— Begin —

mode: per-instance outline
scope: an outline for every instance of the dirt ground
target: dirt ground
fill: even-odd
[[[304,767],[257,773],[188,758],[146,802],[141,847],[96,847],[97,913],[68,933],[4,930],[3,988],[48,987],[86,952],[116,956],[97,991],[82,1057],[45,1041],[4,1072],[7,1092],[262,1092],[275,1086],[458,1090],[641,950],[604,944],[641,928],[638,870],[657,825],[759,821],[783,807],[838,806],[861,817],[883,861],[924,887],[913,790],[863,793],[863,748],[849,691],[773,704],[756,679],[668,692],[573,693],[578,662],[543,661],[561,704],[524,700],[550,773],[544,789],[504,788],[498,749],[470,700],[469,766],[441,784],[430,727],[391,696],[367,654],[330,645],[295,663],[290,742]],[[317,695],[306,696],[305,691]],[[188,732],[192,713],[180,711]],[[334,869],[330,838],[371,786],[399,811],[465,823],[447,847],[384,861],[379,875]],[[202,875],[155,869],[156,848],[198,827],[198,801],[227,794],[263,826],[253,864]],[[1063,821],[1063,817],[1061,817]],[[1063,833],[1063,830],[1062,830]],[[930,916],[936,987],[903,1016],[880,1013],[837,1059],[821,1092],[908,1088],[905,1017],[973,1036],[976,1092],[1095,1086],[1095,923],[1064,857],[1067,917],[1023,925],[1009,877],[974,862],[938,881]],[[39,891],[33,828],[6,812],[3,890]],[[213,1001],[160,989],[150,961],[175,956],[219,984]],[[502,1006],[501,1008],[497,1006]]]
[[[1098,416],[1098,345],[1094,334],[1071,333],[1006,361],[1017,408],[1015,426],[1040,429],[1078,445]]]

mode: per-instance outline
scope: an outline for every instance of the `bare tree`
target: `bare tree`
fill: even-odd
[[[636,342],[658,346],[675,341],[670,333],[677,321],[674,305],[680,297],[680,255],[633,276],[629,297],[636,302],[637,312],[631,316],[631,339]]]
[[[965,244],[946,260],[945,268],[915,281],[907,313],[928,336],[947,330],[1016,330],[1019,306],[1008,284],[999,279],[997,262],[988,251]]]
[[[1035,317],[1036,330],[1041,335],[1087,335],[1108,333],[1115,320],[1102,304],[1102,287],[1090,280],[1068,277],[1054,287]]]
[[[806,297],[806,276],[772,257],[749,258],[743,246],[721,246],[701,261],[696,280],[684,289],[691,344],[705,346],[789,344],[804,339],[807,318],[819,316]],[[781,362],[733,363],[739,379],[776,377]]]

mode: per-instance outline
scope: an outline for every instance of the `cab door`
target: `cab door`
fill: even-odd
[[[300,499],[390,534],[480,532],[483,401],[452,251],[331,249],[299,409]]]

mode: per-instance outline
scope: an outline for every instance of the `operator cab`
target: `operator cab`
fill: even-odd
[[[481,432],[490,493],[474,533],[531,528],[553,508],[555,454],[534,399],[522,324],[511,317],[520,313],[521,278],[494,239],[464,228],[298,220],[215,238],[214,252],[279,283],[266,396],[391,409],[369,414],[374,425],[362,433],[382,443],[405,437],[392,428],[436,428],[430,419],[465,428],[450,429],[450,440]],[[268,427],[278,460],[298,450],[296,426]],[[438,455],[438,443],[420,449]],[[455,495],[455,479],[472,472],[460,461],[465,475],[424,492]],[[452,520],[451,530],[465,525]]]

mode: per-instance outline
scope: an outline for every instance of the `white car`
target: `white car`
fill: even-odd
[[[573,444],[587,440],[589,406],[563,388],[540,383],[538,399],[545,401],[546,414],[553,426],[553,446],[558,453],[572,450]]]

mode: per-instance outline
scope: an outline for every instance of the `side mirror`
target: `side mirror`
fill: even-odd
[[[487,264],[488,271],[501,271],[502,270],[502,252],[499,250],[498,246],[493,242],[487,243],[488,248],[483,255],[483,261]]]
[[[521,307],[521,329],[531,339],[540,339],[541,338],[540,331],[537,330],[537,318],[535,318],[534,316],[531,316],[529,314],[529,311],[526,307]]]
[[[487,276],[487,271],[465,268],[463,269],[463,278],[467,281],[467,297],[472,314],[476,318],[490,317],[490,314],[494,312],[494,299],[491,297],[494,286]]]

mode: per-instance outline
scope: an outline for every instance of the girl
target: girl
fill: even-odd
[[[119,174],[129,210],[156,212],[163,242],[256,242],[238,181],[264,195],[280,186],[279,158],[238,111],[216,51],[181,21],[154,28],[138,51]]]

— End —

__Task to complete__
Count the lines in the records that contain the string "mirror", and reply with only that number.

__Output of the task__
2